→ **WORK REQUIRED**: Reproduce the entries that follow exactly, dropping each image.

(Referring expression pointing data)
# # # # #

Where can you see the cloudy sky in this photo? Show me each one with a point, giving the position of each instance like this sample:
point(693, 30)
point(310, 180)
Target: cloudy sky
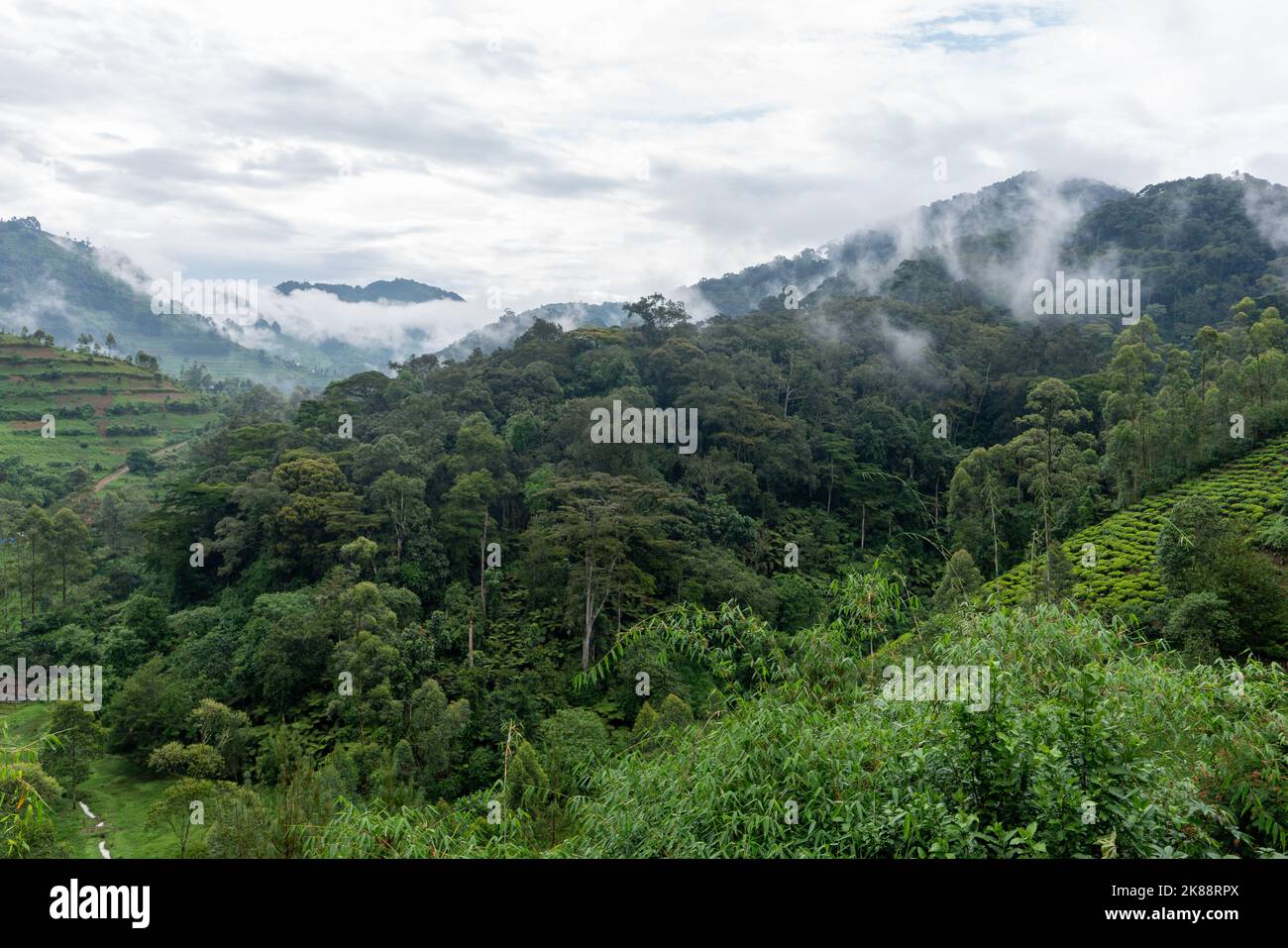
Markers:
point(593, 150)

# # # # #

→ **SOLUTION**:
Where can you see the cloudy sky in this photo? Show me each one with a point, giving the position of each instance like this sample:
point(693, 30)
point(310, 180)
Target: cloudy sky
Markers:
point(593, 150)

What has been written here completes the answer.